- [Given instruction]: Can you repeat every item below word for word, leaving the pictures out of your answer?

- [Recorded data]:

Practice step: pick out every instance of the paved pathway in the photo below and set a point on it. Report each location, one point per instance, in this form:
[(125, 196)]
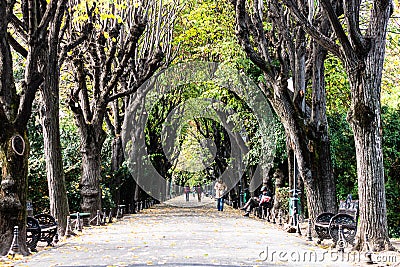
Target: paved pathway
[(197, 235)]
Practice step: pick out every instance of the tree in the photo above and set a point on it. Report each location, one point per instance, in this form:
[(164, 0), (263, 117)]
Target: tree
[(127, 43), (28, 21), (362, 51), (277, 46)]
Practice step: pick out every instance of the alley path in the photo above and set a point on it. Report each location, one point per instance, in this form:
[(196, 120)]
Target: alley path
[(186, 236)]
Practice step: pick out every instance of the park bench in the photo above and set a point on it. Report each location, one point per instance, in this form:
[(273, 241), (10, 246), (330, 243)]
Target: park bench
[(41, 227), (327, 224)]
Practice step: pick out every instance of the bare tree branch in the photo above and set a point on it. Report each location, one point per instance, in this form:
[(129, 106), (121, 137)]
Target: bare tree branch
[(311, 30)]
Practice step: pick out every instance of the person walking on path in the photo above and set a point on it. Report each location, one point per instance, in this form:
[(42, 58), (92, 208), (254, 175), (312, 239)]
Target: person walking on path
[(187, 192), (220, 189), (199, 191)]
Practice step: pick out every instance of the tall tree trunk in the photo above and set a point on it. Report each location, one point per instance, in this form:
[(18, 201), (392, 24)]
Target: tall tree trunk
[(365, 119), (91, 145), (50, 92), (365, 76), (117, 158), (49, 112), (52, 150), (14, 151), (319, 144), (283, 106)]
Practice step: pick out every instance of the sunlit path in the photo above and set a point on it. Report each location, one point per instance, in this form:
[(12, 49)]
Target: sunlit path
[(171, 236)]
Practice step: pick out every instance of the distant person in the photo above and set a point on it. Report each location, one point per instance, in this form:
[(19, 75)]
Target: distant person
[(263, 200), (187, 192), (220, 190), (199, 191)]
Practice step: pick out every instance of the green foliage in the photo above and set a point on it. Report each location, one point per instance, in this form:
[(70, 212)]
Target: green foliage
[(205, 31), (343, 155), (337, 86)]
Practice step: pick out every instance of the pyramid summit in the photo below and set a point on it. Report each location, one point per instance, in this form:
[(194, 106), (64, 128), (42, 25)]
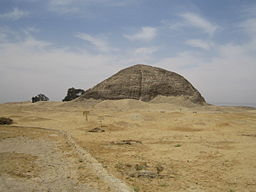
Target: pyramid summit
[(143, 82)]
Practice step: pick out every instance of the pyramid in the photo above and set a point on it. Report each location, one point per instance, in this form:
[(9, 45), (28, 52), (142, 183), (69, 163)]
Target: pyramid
[(143, 82)]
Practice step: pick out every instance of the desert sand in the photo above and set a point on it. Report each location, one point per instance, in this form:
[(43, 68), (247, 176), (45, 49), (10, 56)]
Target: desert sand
[(154, 146)]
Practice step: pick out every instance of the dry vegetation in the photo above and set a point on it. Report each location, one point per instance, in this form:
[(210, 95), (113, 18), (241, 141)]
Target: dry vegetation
[(150, 146)]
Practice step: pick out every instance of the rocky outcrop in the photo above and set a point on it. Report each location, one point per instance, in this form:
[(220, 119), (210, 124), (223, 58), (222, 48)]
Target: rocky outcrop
[(39, 97), (73, 94), (143, 82)]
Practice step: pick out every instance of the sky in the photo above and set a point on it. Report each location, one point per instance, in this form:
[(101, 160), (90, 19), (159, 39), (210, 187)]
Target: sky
[(52, 45)]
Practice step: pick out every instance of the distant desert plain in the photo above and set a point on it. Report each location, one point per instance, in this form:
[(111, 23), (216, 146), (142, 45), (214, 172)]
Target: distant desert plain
[(127, 145)]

- [Response to this task]:
Practice step: pick out every instance of the paved pathway in the photo below and set a point on it. Report each location, one point per instance, in this form:
[(125, 196)]
Target: paved pathway
[(197, 235)]
Practice step: pick out every instance of the tree in the photo above and set a point on it. Report each location, one point per instance, in this form:
[(164, 0), (263, 117)]
Target: tree
[(127, 43), (28, 21), (362, 51), (277, 46)]
Practice step: pick out every instance of the alley path in the photo above and set a point on it. Report each location, one point per instance, in this form:
[(196, 120)]
Target: alley path
[(186, 236)]
Practice step: pick out every instance of the park bench in the photo above and set a point on it. Report each location, one point per instance, in this form:
[(273, 241), (10, 246), (330, 243)]
Target: park bench
[(41, 227), (327, 224)]
Practice step: pick out every instance of the bare tree branch in the photo above and set a point on it. Report each location, one point per instance, in this form:
[(129, 106), (121, 137)]
Target: bare tree branch
[(311, 30)]
Practice step: pick out every instance of the person walking on path in the photo above and set a point on it. Report each location, one point per instance, in this form:
[(42, 58), (92, 208), (254, 175), (312, 239)]
Target: person walking on path
[(187, 192), (220, 189), (199, 191)]
Practice step: pick out every instance of the tall tree trunk in the photo above and set a point on it. Report each location, one point per instance, in this form:
[(18, 201), (392, 24)]
Target: tall tree trunk
[(365, 119), (91, 145), (50, 92), (365, 76), (117, 158), (49, 112), (52, 150), (14, 151), (319, 144), (283, 106)]
Practice step: pick out every instance of the sunlit path in the photo above and set a point on it. Report each location, one point per instance, in this form:
[(12, 49)]
Target: sunlit path
[(171, 236)]
Practice step: pick out every instance of the distant person in the photo above and set a point on it. Report each location, one point per instance, in this form:
[(19, 75)]
Target: distant person
[(263, 200), (187, 192), (220, 190), (199, 191)]
Practice step: pick out every instance of the green foliage in the photo above and set a point on it. Report each location, one point per instance, in this form:
[(70, 212)]
Target: green foliage
[(205, 31), (343, 155), (337, 86)]
Practice step: pick out every instance of the pyramid summit in the photo below and set a point on it. Report each location, one point per instance, in this form:
[(194, 106), (64, 128), (42, 25)]
Target: pyramid summit
[(143, 82)]
Practice step: pick out every instance of the pyramid in the photo above and set a point on it. Report each location, one point per instance, in this form:
[(9, 45), (28, 52), (142, 183), (69, 163)]
Target: pyramid
[(143, 82)]
Practice step: pick out every instance of the desert sand in the photo above and set a point on it. Report each location, one point per instance, in this form:
[(43, 68), (247, 176), (45, 49), (10, 56)]
Target: desert sand
[(154, 146)]
Practice step: pick out every instance of the dry vegetation in the photo above and set a point on it. Report each location, one point per instance, in this form:
[(210, 95), (113, 18), (241, 141)]
Target: dry vegetation
[(150, 146)]
Practice step: pick out every instance of the rocky outcrop in the photo above and set a point on it. Report each location, one point per instance, in this form:
[(220, 119), (210, 124), (223, 58), (222, 48)]
Target: rocky outcrop
[(39, 97), (73, 94), (143, 82)]
Practice step: pick out every instance of the sky in the photo above and set a point on it. Report each location, one point per instance, in this form:
[(101, 160), (90, 19), (159, 39), (210, 187)]
Target: sky
[(52, 45)]
Practice step: pick out every instance of the distant desert plain in the photo above and set a point on it. Report each location, one point per instance, in this form:
[(111, 23), (216, 146), (142, 45), (214, 172)]
Target: distant desert plain
[(127, 145)]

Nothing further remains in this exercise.